# Trouble shooting- new to model trains



## kgliner (Feb 27, 2017)

Hello,

I just purchased a house that has an elevated track (close to ceiling) going around a room with two tracks. The trains are LGB and the controller is a P.H. Model PS6DG. I measured width to determine it is a G scale.

when I turn it on one train goes an inch and i have to push it to go another 1-2" and that's it. The other one has a coal car attachment that makes noise but the locomotive won't move at all.

Any tips on how to troubleshoot? Also, the platform/track is very dusty. Any tips for solution to clean tracks?


----------



## Tom_C (Jan 8, 2016)

I don't know anything about G scale, but basic maintenance is about the same. I'd take all the train down and give it a good cleaning and lubricating. Then I'd vacuum the track and run a scotch bright over it (not steel wool) and then rub it down with a cotton cloth and rubbing alcohol.

— Records supplied —
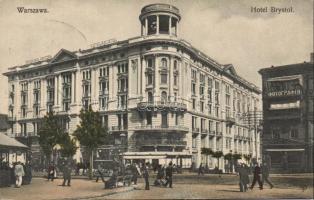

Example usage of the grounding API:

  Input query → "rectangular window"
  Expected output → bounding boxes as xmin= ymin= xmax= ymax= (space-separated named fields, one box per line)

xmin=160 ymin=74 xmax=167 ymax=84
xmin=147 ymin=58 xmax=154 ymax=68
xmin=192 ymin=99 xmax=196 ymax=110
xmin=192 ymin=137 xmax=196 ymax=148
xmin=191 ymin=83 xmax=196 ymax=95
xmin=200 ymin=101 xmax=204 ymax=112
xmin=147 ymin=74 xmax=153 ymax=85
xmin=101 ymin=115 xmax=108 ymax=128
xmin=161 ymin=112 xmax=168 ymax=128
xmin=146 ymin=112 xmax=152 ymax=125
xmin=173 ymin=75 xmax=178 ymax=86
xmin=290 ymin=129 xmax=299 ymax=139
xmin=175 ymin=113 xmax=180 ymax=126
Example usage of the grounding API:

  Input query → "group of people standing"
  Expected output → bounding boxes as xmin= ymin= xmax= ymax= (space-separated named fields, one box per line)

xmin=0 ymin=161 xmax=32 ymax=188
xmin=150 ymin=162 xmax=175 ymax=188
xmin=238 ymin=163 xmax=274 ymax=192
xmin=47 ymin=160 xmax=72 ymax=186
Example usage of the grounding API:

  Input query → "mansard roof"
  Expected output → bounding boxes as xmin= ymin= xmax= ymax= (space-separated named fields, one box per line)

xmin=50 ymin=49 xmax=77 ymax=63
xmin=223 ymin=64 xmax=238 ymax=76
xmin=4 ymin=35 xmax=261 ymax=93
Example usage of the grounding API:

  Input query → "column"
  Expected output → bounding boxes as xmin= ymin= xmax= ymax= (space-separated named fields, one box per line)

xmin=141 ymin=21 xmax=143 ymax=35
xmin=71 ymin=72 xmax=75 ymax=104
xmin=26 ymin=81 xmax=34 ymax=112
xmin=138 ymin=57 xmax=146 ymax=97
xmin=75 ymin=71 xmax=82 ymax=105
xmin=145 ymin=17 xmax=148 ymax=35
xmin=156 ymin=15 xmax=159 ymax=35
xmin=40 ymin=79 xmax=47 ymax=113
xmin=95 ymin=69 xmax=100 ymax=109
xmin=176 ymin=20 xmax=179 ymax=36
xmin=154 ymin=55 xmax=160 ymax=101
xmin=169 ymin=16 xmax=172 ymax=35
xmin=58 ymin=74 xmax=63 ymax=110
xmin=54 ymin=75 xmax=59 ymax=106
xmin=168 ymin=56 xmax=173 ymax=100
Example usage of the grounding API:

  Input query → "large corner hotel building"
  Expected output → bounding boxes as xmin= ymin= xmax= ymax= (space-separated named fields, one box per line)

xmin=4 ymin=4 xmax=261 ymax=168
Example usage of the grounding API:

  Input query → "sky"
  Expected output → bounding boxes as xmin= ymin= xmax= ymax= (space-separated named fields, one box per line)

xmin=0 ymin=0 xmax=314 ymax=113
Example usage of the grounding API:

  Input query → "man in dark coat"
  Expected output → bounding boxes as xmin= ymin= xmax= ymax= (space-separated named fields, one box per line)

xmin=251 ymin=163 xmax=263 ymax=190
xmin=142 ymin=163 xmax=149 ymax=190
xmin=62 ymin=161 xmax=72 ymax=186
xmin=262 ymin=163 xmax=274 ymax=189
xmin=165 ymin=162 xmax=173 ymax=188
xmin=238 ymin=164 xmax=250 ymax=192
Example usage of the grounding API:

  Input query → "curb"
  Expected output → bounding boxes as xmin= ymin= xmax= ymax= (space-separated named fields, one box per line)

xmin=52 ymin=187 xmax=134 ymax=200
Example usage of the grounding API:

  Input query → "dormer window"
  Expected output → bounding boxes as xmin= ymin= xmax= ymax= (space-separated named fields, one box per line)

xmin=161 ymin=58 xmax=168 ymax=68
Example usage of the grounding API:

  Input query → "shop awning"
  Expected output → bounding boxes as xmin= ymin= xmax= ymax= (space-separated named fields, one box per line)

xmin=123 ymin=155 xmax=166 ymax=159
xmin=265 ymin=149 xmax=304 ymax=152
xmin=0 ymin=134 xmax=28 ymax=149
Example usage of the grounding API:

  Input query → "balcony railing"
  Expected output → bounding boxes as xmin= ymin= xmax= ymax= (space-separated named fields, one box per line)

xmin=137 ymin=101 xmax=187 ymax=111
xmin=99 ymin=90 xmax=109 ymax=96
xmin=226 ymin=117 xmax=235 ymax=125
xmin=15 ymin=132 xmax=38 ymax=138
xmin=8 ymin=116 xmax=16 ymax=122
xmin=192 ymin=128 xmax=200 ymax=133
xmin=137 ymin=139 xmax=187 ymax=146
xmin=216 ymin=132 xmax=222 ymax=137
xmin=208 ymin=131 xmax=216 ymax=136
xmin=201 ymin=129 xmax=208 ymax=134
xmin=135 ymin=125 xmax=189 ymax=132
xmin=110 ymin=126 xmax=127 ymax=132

— Tasks for this exercise —
- 1) Answer these questions using the model train thread above the lines:
(a) What brand are the trains in the house?
(b) Which scale did the measured width indicate?
(c) What does Tom_C say to run over the track instead of steel wool?
- 2) Write out the stretch of the model train thread from "Any tips on" through "and rubbing alcohol.", word for word.

— Solutions per task —
- 1)
(a) LGB
(b) G scale
(c) A scotch bright

- 2)
Any tips on how to troubleshoot? Also, the platform/track is very dusty. Any tips for solution to clean tracks?


----------



## Tom_C (Jan 8, 2016)

I don't know anything about G scale, but basic maintenance is about the same. I'd take all the train down and give it a good cleaning and lubricating. Then I'd vacuum the track and run a scotch bright over it (not steel wool) and then rub it down with a cotton cloth and rubbing alcohol.